● TASK OBJECTIVE: Can you rewrite the records, from the start through the line containing "143), (79, 151)]", as a two-column CSV with the columns request and answer, one row for each request? Put the request text and its answer each in a single quoted field, replace line breaks with spaces, and leave out the pictures.

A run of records
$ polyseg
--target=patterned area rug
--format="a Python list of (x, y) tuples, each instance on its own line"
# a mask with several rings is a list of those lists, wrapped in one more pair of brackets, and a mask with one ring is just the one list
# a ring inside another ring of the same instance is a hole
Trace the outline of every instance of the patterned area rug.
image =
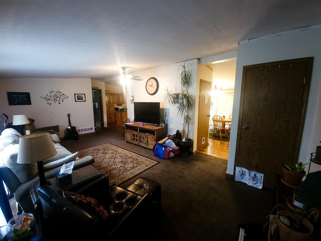
[(78, 157), (91, 156), (92, 166), (109, 177), (109, 183), (120, 184), (159, 163), (110, 143), (79, 151)]

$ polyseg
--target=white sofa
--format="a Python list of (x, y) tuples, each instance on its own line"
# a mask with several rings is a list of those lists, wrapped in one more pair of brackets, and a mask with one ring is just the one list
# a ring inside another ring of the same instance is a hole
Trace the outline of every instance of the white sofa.
[[(54, 172), (59, 170), (64, 163), (74, 161), (73, 170), (91, 165), (93, 157), (79, 158), (78, 152), (72, 153), (60, 145), (59, 137), (54, 132), (48, 133), (57, 154), (43, 161), (46, 179), (54, 177)], [(29, 196), (29, 188), (39, 182), (37, 163), (19, 164), (17, 163), (21, 135), (13, 128), (5, 129), (0, 136), (0, 177), (7, 187), (10, 194), (13, 194), (20, 208), (25, 212), (32, 212)]]

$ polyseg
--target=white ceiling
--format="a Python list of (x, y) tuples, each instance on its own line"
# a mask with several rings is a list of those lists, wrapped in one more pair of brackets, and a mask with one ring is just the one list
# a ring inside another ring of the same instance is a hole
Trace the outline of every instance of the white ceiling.
[(320, 25), (320, 0), (2, 0), (0, 78), (114, 80), (121, 66), (130, 73), (234, 51)]

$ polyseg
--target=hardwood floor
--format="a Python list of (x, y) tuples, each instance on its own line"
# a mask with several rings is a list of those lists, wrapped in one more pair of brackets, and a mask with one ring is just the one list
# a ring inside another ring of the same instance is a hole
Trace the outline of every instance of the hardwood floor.
[(199, 150), (198, 152), (227, 160), (229, 147), (230, 142), (209, 138), (208, 146)]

● RESULT:
request,answer
"$ polyseg --target=patterned area rug --format=""a Python list of (x, y) tuples, each instance on its own line"" # a mask with several rings is a list of those lists, wrapped in one more pair of brackets, and a mask with one ring is just the one list # a ring inside another ring of the same instance is a hole Trace the outline of every instance of the patterned area rug. image =","[(78, 157), (91, 156), (92, 166), (109, 177), (109, 183), (120, 184), (159, 163), (110, 143), (79, 151)]"